RECORDS SUPPLIED:
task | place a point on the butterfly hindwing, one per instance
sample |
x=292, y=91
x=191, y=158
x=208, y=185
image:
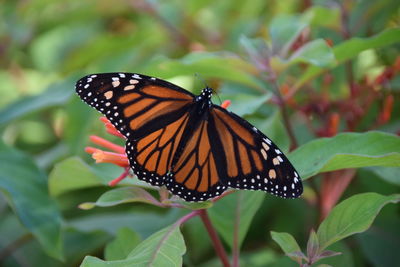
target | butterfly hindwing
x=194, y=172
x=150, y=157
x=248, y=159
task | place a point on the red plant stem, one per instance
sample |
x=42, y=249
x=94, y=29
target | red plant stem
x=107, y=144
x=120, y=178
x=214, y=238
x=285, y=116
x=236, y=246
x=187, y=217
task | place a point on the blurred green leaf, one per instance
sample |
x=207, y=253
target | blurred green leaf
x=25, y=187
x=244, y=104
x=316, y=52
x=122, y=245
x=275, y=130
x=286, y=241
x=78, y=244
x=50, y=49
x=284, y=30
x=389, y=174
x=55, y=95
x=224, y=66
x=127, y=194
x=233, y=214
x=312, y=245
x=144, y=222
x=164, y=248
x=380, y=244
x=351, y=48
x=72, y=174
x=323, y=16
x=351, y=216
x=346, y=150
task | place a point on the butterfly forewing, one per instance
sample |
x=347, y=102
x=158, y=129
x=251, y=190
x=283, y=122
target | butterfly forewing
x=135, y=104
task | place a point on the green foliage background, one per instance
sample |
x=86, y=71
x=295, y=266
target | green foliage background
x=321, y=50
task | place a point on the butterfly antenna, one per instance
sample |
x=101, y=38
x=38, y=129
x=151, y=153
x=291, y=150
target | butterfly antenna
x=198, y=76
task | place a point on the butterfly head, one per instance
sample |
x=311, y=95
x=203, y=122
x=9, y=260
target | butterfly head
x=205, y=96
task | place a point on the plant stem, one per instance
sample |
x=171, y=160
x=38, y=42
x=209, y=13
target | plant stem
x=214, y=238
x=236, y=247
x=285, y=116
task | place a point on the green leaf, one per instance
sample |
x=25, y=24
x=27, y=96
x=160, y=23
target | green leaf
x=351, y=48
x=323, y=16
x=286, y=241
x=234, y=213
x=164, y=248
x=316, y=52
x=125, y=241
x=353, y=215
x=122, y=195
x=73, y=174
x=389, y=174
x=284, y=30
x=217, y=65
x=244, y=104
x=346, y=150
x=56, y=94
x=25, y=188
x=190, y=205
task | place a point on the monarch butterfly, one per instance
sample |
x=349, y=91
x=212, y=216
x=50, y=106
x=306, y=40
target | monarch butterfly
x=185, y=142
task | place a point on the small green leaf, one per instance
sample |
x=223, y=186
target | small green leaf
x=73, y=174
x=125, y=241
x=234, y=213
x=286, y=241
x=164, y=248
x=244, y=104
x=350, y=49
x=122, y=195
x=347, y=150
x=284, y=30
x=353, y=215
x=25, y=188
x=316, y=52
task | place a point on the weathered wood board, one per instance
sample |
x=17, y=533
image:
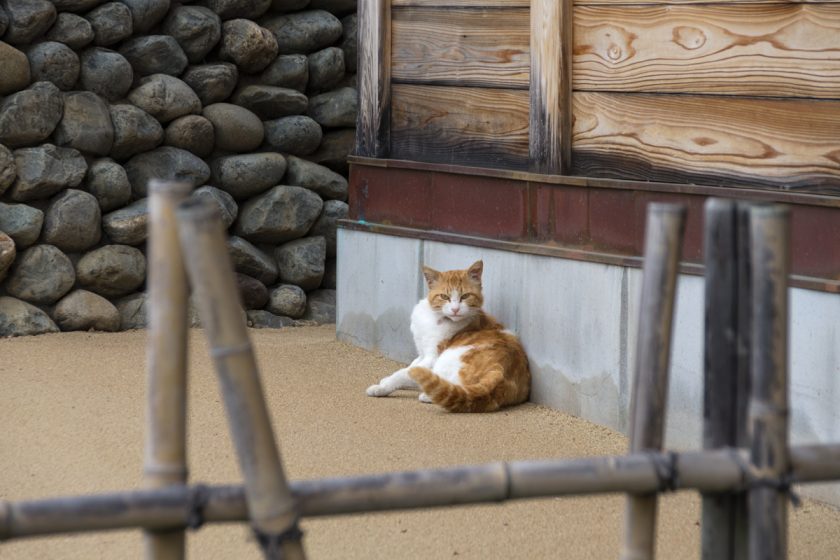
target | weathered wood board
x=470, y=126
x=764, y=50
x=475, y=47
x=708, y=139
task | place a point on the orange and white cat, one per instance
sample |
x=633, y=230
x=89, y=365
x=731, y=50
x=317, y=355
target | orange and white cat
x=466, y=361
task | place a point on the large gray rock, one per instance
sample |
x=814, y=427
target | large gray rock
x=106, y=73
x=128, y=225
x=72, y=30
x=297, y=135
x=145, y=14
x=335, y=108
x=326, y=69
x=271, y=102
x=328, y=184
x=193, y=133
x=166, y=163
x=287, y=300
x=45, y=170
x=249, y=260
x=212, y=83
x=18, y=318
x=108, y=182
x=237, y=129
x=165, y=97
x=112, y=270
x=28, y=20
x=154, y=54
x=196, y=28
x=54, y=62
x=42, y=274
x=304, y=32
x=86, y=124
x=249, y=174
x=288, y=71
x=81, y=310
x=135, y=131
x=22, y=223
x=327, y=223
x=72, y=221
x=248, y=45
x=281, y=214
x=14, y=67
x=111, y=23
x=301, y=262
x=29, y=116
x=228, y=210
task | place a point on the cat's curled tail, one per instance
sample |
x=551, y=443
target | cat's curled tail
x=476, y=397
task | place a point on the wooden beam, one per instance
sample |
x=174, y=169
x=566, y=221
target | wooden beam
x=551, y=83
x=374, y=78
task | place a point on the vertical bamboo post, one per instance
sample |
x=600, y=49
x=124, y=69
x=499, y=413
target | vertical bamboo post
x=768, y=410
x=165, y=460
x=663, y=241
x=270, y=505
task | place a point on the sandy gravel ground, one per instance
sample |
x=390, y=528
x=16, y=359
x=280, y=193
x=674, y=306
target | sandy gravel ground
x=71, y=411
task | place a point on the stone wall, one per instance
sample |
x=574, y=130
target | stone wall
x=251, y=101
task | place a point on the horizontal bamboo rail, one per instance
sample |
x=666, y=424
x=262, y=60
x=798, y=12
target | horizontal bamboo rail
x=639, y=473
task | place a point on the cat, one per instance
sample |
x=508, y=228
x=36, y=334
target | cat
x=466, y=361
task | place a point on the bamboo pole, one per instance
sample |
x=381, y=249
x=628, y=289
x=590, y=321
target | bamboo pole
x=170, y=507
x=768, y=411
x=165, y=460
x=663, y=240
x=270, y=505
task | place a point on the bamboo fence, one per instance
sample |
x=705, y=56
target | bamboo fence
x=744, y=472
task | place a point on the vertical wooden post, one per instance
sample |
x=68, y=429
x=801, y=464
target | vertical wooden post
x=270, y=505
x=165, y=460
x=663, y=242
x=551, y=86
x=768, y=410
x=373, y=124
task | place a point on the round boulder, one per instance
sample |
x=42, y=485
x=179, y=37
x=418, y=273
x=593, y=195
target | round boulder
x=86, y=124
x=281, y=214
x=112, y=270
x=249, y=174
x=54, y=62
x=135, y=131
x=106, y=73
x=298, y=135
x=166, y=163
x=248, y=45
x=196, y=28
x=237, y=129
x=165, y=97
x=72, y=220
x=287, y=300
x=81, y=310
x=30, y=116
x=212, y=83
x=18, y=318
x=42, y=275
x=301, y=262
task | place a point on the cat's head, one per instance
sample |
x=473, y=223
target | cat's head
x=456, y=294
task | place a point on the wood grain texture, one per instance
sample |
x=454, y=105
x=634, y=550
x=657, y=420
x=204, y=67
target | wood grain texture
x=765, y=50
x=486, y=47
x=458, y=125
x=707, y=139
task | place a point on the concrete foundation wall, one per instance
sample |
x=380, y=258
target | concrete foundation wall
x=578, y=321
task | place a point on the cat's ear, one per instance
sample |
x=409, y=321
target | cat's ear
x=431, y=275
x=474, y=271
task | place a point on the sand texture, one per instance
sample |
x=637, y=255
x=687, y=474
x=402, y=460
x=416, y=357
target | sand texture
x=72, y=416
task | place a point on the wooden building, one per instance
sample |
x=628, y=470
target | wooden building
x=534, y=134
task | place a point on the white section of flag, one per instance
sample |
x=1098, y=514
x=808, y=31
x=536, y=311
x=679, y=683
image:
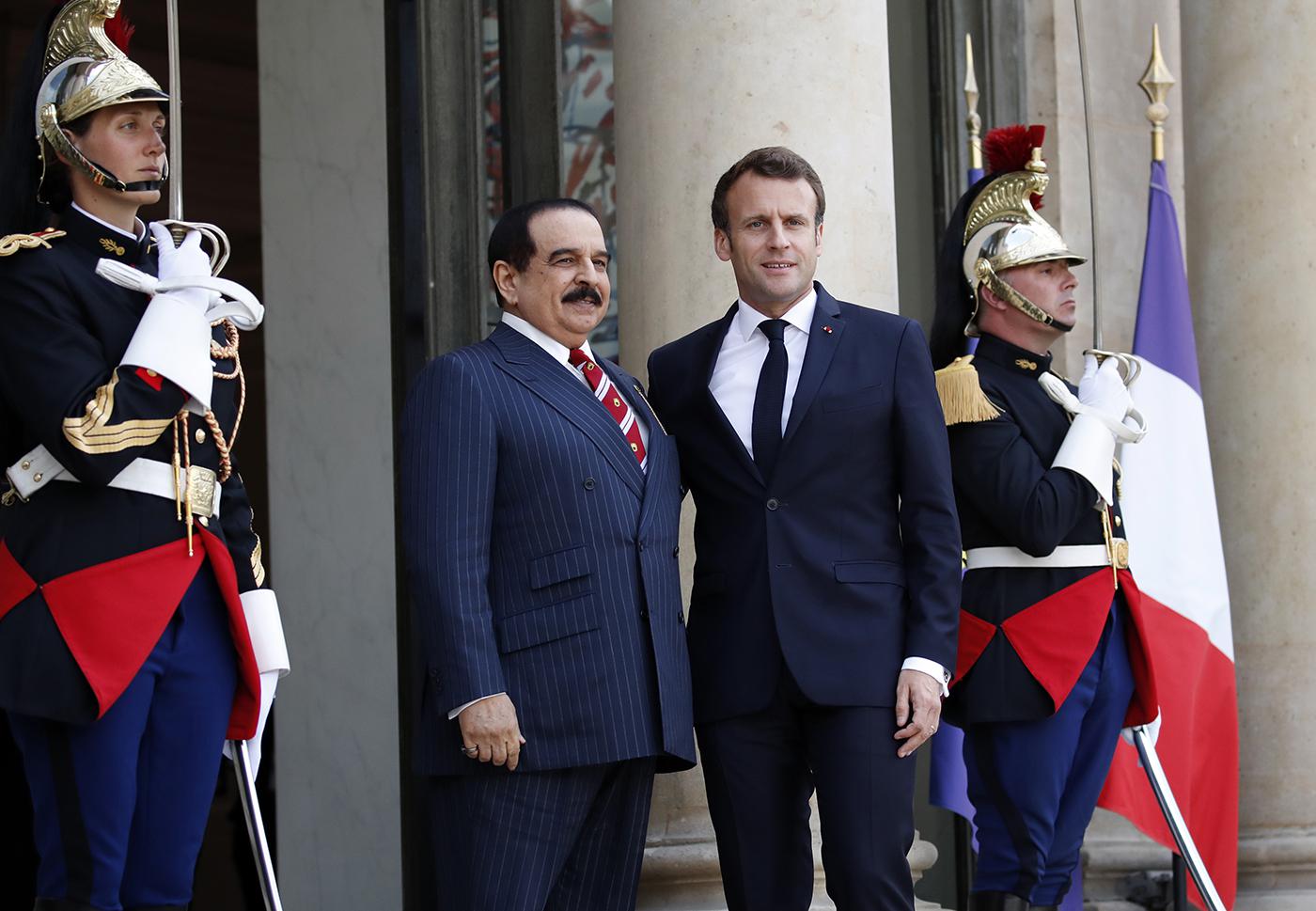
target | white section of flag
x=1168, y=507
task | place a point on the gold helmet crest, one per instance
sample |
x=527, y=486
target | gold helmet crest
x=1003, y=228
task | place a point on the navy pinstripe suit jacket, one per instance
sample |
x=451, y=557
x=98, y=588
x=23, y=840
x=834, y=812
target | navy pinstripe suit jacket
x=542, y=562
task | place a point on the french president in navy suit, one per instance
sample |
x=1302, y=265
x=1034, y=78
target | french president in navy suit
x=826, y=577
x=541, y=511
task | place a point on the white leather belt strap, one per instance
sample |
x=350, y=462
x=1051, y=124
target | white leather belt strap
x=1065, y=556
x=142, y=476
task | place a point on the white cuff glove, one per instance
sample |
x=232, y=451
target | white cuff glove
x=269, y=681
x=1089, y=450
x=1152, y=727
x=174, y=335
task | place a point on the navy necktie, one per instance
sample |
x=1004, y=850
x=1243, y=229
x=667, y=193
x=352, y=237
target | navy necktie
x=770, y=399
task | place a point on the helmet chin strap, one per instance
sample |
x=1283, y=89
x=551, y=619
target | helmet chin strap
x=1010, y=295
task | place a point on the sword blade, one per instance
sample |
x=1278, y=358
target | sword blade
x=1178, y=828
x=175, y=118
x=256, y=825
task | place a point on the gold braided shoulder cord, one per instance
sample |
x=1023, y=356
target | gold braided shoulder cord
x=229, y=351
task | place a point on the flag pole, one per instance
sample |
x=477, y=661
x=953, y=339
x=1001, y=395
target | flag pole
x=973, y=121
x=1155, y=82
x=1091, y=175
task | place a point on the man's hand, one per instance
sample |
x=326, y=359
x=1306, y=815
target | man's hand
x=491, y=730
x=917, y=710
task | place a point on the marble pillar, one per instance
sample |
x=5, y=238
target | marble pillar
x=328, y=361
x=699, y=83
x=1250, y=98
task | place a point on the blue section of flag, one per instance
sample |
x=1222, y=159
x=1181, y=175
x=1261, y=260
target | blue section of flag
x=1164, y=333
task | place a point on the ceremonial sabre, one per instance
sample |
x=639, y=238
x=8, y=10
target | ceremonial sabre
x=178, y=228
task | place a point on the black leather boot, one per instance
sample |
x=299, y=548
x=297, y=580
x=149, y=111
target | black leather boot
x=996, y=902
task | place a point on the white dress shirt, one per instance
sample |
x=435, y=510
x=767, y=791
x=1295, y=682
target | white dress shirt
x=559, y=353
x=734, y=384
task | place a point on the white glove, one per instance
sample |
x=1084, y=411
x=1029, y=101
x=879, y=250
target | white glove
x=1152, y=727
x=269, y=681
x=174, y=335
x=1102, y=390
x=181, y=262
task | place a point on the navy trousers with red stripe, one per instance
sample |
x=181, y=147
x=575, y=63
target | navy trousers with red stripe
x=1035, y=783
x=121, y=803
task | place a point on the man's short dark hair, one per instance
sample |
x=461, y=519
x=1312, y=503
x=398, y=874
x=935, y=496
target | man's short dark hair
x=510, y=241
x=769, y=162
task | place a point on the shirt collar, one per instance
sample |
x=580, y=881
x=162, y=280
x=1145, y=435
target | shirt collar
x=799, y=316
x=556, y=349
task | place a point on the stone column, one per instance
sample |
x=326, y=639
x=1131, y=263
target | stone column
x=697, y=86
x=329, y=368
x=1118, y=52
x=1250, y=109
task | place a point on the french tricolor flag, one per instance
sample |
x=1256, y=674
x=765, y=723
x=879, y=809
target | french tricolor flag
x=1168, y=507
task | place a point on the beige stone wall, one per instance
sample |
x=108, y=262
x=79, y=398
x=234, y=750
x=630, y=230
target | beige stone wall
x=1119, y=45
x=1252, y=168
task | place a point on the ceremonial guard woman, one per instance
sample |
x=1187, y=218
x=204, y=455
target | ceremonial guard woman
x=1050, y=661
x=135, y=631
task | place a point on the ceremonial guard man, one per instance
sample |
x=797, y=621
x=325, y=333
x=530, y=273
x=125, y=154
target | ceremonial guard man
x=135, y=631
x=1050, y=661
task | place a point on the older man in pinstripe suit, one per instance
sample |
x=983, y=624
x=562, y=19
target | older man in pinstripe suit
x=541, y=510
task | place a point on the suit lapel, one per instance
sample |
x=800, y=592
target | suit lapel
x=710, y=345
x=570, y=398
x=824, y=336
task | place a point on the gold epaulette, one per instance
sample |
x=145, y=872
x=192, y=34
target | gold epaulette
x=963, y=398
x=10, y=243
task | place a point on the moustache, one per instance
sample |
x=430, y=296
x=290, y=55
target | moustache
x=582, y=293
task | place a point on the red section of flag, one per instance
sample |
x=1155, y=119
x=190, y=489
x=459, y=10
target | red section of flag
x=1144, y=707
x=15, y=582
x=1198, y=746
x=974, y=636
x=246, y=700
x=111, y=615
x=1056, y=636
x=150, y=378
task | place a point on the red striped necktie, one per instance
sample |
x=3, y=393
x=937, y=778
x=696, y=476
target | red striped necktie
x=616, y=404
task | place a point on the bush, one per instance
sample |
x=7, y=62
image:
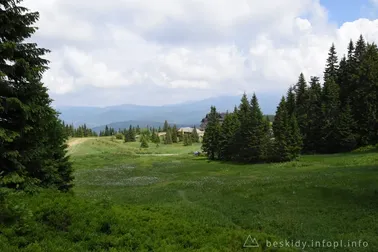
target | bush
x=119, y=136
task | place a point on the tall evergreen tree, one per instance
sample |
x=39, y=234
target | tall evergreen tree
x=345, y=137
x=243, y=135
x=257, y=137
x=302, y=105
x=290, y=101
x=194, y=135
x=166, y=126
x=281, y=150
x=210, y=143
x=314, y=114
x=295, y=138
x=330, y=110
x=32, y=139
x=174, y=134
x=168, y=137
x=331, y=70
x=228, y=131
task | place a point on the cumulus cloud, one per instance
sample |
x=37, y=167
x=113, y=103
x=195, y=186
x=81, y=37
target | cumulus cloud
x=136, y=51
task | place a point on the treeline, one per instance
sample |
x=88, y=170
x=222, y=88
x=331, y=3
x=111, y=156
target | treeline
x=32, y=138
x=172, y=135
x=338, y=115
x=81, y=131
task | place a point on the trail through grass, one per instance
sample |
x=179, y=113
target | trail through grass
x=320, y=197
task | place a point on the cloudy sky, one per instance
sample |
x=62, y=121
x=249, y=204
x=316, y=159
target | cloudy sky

EXERCISE DIRECTIONS:
The range runs from the line above containing "target | gold helmet crest" to the line containing "x=1283, y=89", inclusive. Restate those lines word for word and no others.

EXERCISE OUTPUT:
target | gold helmet crest
x=1003, y=228
task | place a point on the navy pinstripe suit jacket, one per instance
sample |
x=451, y=557
x=98, y=588
x=23, y=840
x=834, y=812
target | navy pinstripe suit jacket
x=542, y=562
task | place a point on the french president in navy suit, one per instance
sample |
x=1302, y=265
x=1034, y=78
target | french president in navy suit
x=826, y=577
x=541, y=511
task | place a point on the white leather belt strap, one per instance
sample |
x=350, y=462
x=1051, y=124
target | white leather belt strap
x=1065, y=556
x=142, y=476
task | place a point on the white cuff glove, one per instance
sample |
x=232, y=451
target | white cuff glove
x=269, y=681
x=1089, y=450
x=1152, y=727
x=174, y=335
task | place a point on the navy necktie, one per instance
sample |
x=1004, y=850
x=1243, y=229
x=667, y=193
x=352, y=237
target | navy necktie
x=770, y=399
task | place a point on the helmet chin strap, one per instance
sample |
x=1283, y=89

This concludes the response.